## Your objective
With the images removed, transcribe the listing that follows exactly.

= = = = = = =

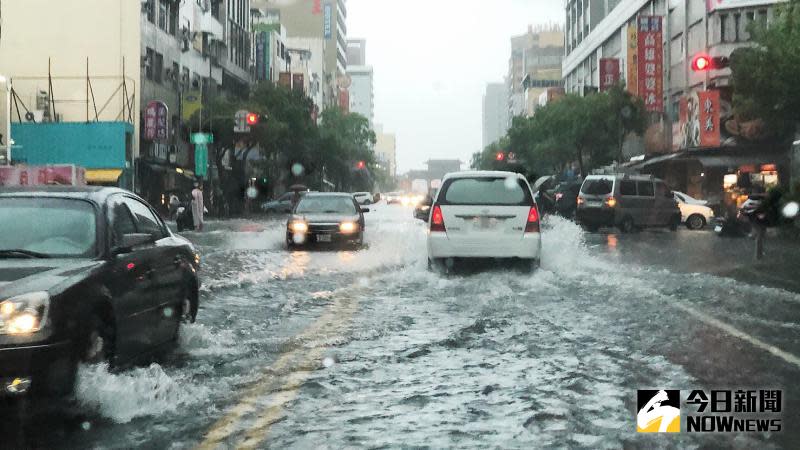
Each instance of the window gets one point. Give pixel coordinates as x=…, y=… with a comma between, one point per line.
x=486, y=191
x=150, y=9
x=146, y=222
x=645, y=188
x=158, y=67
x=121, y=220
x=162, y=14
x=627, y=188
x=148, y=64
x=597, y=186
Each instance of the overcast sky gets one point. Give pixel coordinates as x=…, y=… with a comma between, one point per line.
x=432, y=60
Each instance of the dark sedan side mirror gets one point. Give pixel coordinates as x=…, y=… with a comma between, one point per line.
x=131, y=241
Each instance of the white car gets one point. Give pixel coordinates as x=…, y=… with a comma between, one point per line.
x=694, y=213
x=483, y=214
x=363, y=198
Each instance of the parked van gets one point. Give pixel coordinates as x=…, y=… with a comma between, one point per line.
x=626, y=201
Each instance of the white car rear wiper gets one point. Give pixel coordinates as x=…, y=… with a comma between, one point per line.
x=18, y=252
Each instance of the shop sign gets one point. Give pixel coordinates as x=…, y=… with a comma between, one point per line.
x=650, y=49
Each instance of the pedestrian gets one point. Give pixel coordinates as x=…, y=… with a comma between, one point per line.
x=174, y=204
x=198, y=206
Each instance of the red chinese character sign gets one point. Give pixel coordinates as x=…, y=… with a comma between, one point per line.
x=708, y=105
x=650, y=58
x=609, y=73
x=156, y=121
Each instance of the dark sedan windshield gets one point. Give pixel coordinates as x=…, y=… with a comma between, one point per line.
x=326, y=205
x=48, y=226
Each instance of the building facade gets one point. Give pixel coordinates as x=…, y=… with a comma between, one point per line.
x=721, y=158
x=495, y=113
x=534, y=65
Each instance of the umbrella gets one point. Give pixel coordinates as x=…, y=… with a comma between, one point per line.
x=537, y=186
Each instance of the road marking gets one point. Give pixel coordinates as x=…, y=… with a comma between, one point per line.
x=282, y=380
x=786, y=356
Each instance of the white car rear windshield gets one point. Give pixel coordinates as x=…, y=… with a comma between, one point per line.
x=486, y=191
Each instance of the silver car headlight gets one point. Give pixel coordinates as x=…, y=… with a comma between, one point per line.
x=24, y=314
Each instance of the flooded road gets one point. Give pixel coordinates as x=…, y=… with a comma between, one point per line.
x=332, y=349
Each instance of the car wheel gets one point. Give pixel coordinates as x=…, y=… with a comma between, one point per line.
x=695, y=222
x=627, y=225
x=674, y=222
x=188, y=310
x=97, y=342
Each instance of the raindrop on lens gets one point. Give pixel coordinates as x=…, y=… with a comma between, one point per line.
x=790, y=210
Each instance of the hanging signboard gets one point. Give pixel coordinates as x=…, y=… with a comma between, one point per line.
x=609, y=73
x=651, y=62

= = = = = = =

## Exercise solution
Each instance of the window gets one point. Give pixel coordinates as x=…, y=… with a comma between, one point per line.
x=486, y=191
x=150, y=9
x=146, y=222
x=645, y=188
x=158, y=67
x=121, y=220
x=162, y=14
x=627, y=188
x=148, y=64
x=597, y=186
Each instance of the overcast sky gets one point. Give pixel coordinates as x=…, y=… with a comma between, one point per line.
x=432, y=60
Each instance of the dark sedan side mirror gets one point. Give pixel coordinates as x=…, y=… with a comma between, one point per line.
x=131, y=241
Each instance of the white car gets one point. Give pixel coordinates as x=…, y=… with a comma between, one point per line.
x=694, y=213
x=483, y=214
x=363, y=198
Each instance of the parked van gets one point. Give pixel coordinates as x=…, y=… with a comma between, one point per line.
x=626, y=201
Each instance of the white car rear wiper gets one point. Give pixel coordinates as x=…, y=… with a comma between, one point per line.
x=18, y=252
Each instance of the shop sign gets one point. Give pixel coordinates as x=…, y=… with a comma between, one point per line.
x=650, y=49
Each instance of the pedestrian gets one point. Give pixel coordinates as x=…, y=… with a comma between, one point per line.
x=174, y=204
x=198, y=206
Each instance of the red chinese character sign gets one point. Give pixel coordinates as x=…, y=… with a comma between, one point per line.
x=708, y=105
x=650, y=58
x=609, y=73
x=156, y=121
Each instance of the dark sedan windshield gets one point. Give pixel coordinates as x=…, y=… with a comma between, one point per line.
x=326, y=205
x=48, y=226
Each instance of the building facade gets one point. Give pixel coordinates as x=…, y=… with a comma between, one point per line.
x=721, y=158
x=495, y=113
x=534, y=65
Each instance of the umbrella gets one point. Give pixel coordinates as x=…, y=… with a comma between, one point per line.
x=537, y=186
Each instance of the road marking gets one point. Give pixel coordinates as x=…, y=… with a comma between, one point per line.
x=282, y=380
x=786, y=356
Each instance of the white car rear windshield gets one point. Give pixel coordinates as x=…, y=… with a comma between, one point per line.
x=486, y=191
Each instance of the silver car headlight gets one point. Give pixel coordinates as x=…, y=… with a comma between, one point per line.
x=24, y=314
Each instance of the flooded road gets one point. Give pixel coordinates as x=…, y=… with a comma between, one point per line.
x=332, y=349
Each instance of the car wheel gets one point. Give pixel coordinates as x=…, y=… with a comma between, one point per line.
x=695, y=222
x=627, y=225
x=674, y=222
x=188, y=310
x=97, y=342
Each instance of the raindrop on lens gets one point. Give pixel coordinates as x=…, y=… with a comma between, one point per line.
x=790, y=210
Each instance of the hanging signboard gets one point. Give pixel coordinates as x=…, y=… with a comma between, one point per line.
x=609, y=73
x=651, y=62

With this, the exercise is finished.